DATA UNDER STUDY>

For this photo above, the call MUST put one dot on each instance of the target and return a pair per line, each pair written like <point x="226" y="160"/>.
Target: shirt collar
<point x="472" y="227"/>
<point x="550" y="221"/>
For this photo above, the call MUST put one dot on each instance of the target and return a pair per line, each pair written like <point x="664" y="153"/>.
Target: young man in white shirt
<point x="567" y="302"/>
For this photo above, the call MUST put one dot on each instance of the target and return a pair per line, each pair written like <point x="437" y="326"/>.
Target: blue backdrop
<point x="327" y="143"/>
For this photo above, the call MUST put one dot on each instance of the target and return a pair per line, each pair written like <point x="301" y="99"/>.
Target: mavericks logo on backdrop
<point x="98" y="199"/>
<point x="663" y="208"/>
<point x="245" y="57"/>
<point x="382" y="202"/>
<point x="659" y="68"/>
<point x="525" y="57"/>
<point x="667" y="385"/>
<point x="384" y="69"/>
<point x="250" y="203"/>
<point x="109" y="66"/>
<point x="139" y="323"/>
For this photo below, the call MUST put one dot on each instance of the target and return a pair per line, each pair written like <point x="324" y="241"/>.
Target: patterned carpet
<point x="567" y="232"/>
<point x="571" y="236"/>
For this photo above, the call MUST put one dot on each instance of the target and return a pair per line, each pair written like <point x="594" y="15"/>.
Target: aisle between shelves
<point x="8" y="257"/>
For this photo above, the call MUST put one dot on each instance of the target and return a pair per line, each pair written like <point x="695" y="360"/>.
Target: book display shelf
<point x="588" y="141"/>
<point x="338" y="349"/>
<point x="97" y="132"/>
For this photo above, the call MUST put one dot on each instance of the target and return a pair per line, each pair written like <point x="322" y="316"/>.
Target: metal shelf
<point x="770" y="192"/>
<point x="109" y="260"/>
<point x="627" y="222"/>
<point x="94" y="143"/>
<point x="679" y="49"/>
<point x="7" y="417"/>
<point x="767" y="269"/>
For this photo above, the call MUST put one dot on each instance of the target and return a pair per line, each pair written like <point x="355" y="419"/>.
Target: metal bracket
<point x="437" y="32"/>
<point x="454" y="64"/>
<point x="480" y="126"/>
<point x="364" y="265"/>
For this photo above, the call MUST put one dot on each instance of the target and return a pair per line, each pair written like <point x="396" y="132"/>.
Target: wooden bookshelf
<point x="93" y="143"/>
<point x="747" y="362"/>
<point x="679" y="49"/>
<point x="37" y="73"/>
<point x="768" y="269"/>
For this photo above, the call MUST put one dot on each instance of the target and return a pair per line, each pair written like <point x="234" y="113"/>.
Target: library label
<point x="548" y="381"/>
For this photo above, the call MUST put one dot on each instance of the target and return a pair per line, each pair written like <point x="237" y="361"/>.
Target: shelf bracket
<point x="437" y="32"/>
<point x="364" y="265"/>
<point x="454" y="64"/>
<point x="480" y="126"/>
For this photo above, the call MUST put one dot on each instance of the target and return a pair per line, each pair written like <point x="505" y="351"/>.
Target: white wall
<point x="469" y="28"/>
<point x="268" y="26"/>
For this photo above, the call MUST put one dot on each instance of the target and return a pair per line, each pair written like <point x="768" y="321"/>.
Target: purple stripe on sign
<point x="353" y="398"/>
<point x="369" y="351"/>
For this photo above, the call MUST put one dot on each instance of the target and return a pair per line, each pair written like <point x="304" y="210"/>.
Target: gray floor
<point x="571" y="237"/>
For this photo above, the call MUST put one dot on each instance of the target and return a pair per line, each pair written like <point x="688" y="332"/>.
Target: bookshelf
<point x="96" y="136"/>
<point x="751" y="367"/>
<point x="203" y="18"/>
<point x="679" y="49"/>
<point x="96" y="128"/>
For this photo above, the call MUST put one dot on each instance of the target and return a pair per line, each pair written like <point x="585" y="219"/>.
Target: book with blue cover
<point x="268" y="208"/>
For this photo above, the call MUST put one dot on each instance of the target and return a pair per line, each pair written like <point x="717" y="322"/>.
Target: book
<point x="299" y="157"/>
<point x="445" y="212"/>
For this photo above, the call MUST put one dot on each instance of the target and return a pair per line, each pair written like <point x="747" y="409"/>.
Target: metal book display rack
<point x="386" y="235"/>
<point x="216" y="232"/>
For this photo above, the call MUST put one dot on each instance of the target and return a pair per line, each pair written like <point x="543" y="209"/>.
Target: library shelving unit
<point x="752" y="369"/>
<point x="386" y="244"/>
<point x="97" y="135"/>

TASK DETAILS> Retype the material above, character for character.

RESPONSE BELOW>
For this photo above, the call MUST put one dot on each instance of the target and return a pair per line, each pair written like <point x="226" y="160"/>.
Target: shirt collar
<point x="472" y="227"/>
<point x="550" y="221"/>
For this photo above, the call MUST put one dot on each instance of the target and return a pair per line, each pair written like <point x="664" y="153"/>.
Target: young man in white shirt
<point x="567" y="302"/>
For this photo above, the call MUST put one dot on each instance of the target and return a pair per line, each pair written like <point x="437" y="326"/>.
Target: blue backdrop
<point x="327" y="143"/>
For this photo above, the call MUST put one dot on each instance of the target and return a pair per line, each pair written like <point x="301" y="99"/>.
Target: mavericks logo on backdrop
<point x="98" y="199"/>
<point x="663" y="208"/>
<point x="245" y="57"/>
<point x="382" y="202"/>
<point x="659" y="68"/>
<point x="525" y="57"/>
<point x="667" y="385"/>
<point x="384" y="69"/>
<point x="250" y="203"/>
<point x="109" y="66"/>
<point x="139" y="323"/>
For this photo below, the call MUST put one dot on each instance of the target and return a pair per line, each pair written like <point x="324" y="241"/>.
Target: patterned carpet
<point x="567" y="232"/>
<point x="571" y="236"/>
For this photo above, the call MUST put one dot on each instance of the target and return a pair per line, each pair written like <point x="594" y="15"/>.
Target: aisle between shelves
<point x="8" y="257"/>
For this photo above, the call MUST put one dot on each instance of the target and return a pair per line, each pair written like <point x="695" y="360"/>.
Target: book display shelf
<point x="588" y="141"/>
<point x="338" y="349"/>
<point x="97" y="132"/>
For this photo above, the call MUST put one dot on each instance of the target and return a pair per line, each pair written like <point x="322" y="316"/>.
Target: metal shelf
<point x="770" y="192"/>
<point x="109" y="260"/>
<point x="627" y="222"/>
<point x="94" y="143"/>
<point x="679" y="49"/>
<point x="7" y="417"/>
<point x="767" y="269"/>
For this photo above, the call MUST put one dot on each instance of the target and return a pair per line, each pair written like <point x="355" y="419"/>.
Target: metal bracket
<point x="437" y="32"/>
<point x="454" y="64"/>
<point x="480" y="126"/>
<point x="364" y="265"/>
For this photo above, the call MUST put one dot on each instance of the target and return a pair per line, each pair written like <point x="396" y="132"/>.
Target: wooden bookshelf
<point x="93" y="143"/>
<point x="747" y="362"/>
<point x="679" y="49"/>
<point x="37" y="73"/>
<point x="768" y="269"/>
For this photo above, the call MUST put one dot on each instance of the target and return a pair per line, each pair written like <point x="234" y="113"/>.
Target: library label
<point x="548" y="381"/>
For this photo above, the call MUST put one dot on each instance of the target and return a pair per line, each pair written like <point x="237" y="361"/>.
Target: shelf bracket
<point x="437" y="32"/>
<point x="364" y="265"/>
<point x="454" y="64"/>
<point x="480" y="126"/>
For this photo above, the call MUST put one dot on each instance of the target and return a pair per line, each pair written like <point x="505" y="351"/>.
Target: white wall
<point x="469" y="28"/>
<point x="268" y="26"/>
For this photo above, the call MUST put one dot on each instance of the target and return a pair per line, each pair written like <point x="768" y="321"/>.
Target: purple stripe on sign
<point x="353" y="398"/>
<point x="369" y="351"/>
For this photo above, the call MUST put one dot on each instance of the target and return a pair per line, each pair written like <point x="304" y="210"/>.
Target: gray floor
<point x="571" y="237"/>
For this photo above, the call MUST put one dot on each instance of the target and return a pair per line, each pair written like <point x="688" y="332"/>.
Target: bookshelf
<point x="96" y="136"/>
<point x="751" y="367"/>
<point x="203" y="18"/>
<point x="679" y="49"/>
<point x="96" y="128"/>
For this photo above, the call MUST put one dot on each instance of the target and return a pair per line, each pair written like <point x="585" y="219"/>.
Target: book with blue cover
<point x="268" y="208"/>
For this photo above, the call MUST put one dot on each instance of the target and return a pair per line, each pair written like <point x="717" y="322"/>.
Target: book
<point x="299" y="157"/>
<point x="445" y="212"/>
For this photo above, the call MUST put one dot on each instance of the target and return a pair per line, each pair written like <point x="747" y="409"/>.
Target: metal book display rack
<point x="386" y="235"/>
<point x="216" y="232"/>
For this photo above, the call MUST put one dot on each instance of the target and return a pair per line, each pair written like <point x="543" y="209"/>.
Target: library shelving unit
<point x="752" y="369"/>
<point x="386" y="244"/>
<point x="97" y="135"/>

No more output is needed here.